And then you remember another point. No regime has ever been overthrown unless its army split or went over the enemy. Assad’s army didn’t split …
One of the great weaknesses of journalists is they interview people and they think that’s important. They think that they are going to show them their true hand. But more to the point, they’re trapped. Assad’s mother was a terror. He was terrified of her and she kept saying to him, you’re not like your father. That’s interesting, but it’s useless information. It doesn’t tell me anything about how the first and second armoured brigades are going to operate.
BI: Is Assad going to get overthrown, or is he going to hold onto power? Will there be even more regime change in the Middle East?
GF: With the decline of American interests in the outcome of this region, there is no glue holding it together. And the countries in this region are invented … The last guarantor of the region’s borders was the United States, and the US has basically said “the hell with it.” What you’re really having is the collapse of nation-states because they’re not nations. They’re only states.
And you have the Russians trying to hold it together in Syria for various reasons of their own. But you can’t hold it together. It’s coming apart.
And that’s why ISIS is so interesting. The only native natural movement in the region is, god help us, ISIS.
BI: Why do governments get things wrong? Why do the US and its allies have such a difficult time anticipating events?
GF: What is American strategy first of all? So American strategy is to command the seas, right? The foundation of our power is sea control. Nobody can invade us, but we can invade them.
What is the great fear of the United States? That an Eastern power will build a navy to challenge us. How do you keep them from doing that? Keep them at each other’s throats so they don’t have any money to do this. This is why we fought the First World War, the Second World War, and the Cold War.

___

## Written request A
Set down the part of the interview excerpt between "GF: With the" and "time anticipating events?", inclusive, without changing a word.
## Written request B
Name every war mentioned in the interview excerpt.

___

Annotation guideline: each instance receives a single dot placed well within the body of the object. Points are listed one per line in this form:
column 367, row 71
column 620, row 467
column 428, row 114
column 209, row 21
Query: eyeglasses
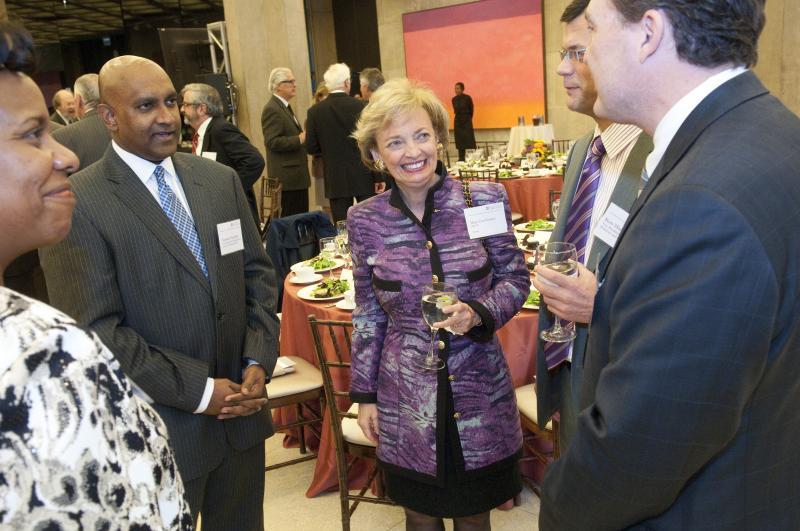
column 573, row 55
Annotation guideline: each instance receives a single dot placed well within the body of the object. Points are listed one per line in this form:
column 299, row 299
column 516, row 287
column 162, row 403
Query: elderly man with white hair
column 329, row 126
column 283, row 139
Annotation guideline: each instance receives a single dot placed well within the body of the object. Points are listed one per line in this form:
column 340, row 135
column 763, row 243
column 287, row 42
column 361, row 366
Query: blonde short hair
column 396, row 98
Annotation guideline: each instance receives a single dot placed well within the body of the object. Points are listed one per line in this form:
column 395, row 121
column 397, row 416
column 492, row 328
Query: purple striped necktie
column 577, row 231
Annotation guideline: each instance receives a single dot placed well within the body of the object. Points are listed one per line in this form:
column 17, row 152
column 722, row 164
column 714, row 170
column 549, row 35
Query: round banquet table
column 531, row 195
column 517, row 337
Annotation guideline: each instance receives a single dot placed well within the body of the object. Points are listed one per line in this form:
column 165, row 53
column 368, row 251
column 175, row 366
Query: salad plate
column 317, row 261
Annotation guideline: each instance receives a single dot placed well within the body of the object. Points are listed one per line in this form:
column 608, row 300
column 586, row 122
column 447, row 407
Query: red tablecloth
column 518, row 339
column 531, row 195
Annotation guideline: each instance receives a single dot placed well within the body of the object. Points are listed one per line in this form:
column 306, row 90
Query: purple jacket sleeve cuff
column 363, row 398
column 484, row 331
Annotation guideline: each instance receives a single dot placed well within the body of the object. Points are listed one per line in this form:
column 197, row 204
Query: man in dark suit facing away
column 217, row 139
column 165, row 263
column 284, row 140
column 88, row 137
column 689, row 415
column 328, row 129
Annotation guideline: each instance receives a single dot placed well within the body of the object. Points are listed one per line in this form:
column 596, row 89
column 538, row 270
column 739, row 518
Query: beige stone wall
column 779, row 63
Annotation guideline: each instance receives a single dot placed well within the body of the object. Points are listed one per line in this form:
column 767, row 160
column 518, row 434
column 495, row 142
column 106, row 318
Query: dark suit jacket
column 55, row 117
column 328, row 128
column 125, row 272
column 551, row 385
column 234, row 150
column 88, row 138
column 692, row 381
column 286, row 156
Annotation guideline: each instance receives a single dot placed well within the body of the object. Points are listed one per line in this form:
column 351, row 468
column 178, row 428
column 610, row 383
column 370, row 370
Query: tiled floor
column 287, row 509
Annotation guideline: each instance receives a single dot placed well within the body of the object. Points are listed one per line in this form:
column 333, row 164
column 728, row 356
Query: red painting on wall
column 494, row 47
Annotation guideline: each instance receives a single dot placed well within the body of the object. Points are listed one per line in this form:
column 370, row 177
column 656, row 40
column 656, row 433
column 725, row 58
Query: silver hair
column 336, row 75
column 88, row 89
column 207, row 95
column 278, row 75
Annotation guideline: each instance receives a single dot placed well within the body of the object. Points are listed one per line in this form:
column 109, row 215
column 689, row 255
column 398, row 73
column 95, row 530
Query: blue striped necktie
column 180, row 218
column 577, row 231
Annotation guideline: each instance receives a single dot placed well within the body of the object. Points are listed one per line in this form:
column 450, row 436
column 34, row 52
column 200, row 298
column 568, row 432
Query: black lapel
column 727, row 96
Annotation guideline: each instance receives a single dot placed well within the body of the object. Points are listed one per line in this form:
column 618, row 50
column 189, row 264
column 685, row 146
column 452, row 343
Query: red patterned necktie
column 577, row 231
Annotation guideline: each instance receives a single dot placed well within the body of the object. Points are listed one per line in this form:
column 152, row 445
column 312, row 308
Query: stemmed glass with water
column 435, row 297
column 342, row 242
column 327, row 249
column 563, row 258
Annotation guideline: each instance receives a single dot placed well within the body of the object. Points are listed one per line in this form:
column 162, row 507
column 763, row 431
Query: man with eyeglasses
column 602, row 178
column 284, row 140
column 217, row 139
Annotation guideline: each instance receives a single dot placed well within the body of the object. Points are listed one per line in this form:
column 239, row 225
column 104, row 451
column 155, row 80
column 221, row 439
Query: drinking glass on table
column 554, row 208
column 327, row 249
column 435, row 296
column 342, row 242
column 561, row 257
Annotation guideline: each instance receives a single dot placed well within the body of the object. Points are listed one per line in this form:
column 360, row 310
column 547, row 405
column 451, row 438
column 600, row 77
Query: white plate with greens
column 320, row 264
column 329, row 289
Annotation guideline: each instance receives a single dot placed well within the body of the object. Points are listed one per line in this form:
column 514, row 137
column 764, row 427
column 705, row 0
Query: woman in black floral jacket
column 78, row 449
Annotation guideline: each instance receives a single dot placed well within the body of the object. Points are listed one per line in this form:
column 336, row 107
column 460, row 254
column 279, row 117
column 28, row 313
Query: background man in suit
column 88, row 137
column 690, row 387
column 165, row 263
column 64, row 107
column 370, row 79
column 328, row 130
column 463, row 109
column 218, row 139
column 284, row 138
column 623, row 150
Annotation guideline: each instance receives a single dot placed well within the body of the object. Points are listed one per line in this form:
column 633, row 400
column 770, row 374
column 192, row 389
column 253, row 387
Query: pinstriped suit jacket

___

## Written response A
GF: With the decline of American interests in the outcome of this region, there is no glue holding it together. And the countries in this region are invented … The last guarantor of the region’s borders was the United States, and the US has basically said “the hell with it.” What you’re really having is the collapse of nation-states because they’re not nations. They’re only states.
And you have the Russians trying to hold it together in Syria for various reasons of their own. But you can’t hold it together. It’s coming apart.
And that’s why ISIS is so interesting. The only native natural movement in the region is, god help us, ISIS.
BI: Why do governments get things wrong? Why do the US and its allies have such a difficult time anticipating events?

## Written response B
First World War
Second World War
Cold War